===== Records

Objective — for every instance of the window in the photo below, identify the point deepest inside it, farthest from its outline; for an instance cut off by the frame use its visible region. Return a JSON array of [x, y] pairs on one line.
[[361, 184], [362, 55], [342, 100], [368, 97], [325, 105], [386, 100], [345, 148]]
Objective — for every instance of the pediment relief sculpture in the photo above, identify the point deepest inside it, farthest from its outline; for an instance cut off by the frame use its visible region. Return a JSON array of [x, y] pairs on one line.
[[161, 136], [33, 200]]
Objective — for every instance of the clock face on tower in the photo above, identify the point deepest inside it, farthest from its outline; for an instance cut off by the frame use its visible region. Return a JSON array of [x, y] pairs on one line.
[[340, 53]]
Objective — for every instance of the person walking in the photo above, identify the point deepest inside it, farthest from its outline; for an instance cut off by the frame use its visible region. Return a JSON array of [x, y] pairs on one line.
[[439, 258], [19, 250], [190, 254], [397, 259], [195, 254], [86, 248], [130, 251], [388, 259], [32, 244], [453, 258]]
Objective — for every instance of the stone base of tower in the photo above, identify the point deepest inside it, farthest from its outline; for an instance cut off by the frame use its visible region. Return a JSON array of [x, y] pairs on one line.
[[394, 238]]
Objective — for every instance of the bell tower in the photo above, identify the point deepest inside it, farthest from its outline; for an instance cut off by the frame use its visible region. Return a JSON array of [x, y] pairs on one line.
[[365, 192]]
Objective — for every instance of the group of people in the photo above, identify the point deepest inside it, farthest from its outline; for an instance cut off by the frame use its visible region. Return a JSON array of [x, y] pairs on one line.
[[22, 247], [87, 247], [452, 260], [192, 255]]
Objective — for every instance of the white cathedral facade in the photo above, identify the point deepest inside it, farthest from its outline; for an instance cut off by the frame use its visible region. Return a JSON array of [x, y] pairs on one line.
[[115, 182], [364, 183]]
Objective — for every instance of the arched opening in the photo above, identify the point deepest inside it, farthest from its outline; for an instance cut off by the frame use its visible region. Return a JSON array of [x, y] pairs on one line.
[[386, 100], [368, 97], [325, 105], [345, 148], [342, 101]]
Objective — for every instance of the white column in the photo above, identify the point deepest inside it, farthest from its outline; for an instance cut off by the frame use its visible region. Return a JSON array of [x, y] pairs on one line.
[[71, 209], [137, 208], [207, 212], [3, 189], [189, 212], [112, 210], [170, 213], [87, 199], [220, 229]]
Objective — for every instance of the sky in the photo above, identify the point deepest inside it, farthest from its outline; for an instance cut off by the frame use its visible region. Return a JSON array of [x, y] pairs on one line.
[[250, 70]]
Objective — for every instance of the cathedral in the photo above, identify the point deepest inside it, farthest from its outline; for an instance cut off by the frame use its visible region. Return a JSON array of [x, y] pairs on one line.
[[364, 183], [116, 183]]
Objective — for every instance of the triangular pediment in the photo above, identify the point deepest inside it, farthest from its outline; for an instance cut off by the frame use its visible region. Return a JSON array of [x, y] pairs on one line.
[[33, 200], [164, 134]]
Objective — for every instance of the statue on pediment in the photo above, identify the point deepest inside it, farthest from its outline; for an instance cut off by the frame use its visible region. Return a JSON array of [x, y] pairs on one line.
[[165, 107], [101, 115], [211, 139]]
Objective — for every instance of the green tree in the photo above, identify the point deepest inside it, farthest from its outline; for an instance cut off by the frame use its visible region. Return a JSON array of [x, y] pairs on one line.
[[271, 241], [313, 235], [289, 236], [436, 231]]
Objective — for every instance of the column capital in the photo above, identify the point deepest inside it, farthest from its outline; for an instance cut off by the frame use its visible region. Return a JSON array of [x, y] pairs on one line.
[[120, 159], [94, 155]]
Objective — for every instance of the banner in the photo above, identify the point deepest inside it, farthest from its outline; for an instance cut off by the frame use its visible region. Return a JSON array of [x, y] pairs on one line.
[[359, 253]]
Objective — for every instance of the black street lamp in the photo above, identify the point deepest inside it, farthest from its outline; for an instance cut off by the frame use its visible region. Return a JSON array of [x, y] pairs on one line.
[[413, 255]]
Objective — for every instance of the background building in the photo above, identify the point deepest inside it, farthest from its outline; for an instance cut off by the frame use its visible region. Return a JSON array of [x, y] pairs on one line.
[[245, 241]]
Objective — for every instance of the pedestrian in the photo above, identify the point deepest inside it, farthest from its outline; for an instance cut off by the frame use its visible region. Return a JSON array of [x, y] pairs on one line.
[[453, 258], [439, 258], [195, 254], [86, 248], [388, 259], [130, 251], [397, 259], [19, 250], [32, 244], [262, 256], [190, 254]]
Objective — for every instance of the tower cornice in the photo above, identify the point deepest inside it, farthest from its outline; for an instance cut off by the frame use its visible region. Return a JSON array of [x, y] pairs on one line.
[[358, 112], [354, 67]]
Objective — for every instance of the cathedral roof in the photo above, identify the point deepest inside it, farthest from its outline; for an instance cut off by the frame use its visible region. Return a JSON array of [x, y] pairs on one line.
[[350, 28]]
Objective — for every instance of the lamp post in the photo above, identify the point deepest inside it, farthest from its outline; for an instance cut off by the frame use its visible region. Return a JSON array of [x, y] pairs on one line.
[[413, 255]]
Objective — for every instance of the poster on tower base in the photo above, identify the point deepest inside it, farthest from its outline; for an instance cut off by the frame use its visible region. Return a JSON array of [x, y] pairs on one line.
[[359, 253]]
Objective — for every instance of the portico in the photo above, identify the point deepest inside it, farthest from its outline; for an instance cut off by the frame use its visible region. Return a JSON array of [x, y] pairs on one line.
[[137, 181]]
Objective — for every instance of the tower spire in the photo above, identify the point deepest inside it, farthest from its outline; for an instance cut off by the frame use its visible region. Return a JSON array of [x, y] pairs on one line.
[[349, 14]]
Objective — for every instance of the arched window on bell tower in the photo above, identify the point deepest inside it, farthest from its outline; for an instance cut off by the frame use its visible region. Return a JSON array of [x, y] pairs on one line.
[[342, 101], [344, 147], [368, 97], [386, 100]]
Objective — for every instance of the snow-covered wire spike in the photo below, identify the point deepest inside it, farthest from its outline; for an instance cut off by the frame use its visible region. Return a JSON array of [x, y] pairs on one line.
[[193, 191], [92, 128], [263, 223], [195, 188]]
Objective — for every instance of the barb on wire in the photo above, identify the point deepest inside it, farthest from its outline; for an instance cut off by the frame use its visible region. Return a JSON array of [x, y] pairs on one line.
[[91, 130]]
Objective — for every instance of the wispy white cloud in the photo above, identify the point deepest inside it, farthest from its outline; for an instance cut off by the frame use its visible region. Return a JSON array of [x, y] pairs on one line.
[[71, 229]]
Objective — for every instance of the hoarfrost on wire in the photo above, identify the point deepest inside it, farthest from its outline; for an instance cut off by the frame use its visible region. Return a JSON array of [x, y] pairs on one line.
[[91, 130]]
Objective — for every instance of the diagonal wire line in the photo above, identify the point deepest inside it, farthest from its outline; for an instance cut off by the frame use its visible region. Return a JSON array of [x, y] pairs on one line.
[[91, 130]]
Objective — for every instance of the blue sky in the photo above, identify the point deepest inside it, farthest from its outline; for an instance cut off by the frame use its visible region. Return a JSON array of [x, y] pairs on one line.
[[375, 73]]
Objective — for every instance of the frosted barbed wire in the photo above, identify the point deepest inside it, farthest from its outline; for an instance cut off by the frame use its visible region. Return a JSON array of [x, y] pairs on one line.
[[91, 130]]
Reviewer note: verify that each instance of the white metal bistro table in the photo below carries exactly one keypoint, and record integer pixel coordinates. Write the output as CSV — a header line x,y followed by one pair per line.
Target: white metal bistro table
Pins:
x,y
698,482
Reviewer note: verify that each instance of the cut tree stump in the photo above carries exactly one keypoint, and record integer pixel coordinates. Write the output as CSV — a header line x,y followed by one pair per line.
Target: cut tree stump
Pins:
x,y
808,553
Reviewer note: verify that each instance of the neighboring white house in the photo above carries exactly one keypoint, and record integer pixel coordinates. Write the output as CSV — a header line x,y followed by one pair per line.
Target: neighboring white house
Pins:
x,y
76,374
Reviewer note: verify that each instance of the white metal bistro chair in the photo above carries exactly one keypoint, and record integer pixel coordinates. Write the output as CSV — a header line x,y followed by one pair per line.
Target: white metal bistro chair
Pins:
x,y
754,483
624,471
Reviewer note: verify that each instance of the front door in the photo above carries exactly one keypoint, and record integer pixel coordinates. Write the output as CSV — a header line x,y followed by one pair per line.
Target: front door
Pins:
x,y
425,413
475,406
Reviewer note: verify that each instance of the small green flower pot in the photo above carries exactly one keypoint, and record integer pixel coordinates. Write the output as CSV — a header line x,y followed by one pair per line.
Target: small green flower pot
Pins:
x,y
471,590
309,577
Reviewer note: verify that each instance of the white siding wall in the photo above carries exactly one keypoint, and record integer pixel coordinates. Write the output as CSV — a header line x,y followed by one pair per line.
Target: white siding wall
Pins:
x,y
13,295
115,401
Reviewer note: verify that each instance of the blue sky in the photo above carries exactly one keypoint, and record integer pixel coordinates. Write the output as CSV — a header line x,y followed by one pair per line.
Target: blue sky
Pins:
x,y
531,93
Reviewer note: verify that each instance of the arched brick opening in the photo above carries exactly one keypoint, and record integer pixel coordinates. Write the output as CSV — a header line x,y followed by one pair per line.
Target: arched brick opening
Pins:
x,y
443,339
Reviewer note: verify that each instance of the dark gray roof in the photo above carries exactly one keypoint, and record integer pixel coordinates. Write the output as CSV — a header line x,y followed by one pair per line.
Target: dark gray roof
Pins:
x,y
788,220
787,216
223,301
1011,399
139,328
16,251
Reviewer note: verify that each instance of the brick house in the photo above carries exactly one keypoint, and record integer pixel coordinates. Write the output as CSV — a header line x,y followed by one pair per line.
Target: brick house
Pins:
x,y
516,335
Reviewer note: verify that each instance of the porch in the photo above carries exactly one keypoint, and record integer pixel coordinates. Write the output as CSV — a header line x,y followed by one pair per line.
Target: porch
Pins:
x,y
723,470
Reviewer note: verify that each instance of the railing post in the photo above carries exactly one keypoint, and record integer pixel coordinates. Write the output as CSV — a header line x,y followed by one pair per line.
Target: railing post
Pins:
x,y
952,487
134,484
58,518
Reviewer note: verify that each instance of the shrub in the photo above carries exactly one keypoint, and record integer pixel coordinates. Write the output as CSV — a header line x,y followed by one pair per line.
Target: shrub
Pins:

==========

**Aim of the exercise**
Render the stretch from the line containing "Reviewer note: verify that each instance of the porch" through the last line of the entries above as a Markdown table with the columns Row and Line, skipping blank lines.

**Answer in full**
| Row | Line |
|---|---|
| 1 | Reviewer note: verify that each instance of the porch in the photo above carries exactly one keypoint, and record integer pixel coordinates. Write the output as CSV — a header line x,y followed by one pair per line. |
| 2 | Target: porch |
| 3 | Pins: |
| 4 | x,y |
| 5 | 723,470 |
| 6 | Reviewer note: verify that each instance of the railing post in the photo above carries exactly one keypoint, and record integer pixel coordinates. Write the output as CSV — a header line x,y followed by one pair per line. |
| 7 | Target: railing post |
| 8 | Pins: |
| 9 | x,y |
| 10 | 952,487 |
| 11 | 134,484 |
| 12 | 58,518 |
| 13 | Reviewer note: verify that each instance of the shrub in the photo above carries exactly one keypoint, and record integer pixel coordinates. Write the output as CSV — a header line x,y followed by one pair per line. |
| 14 | Target: shrub |
| 15 | Pins: |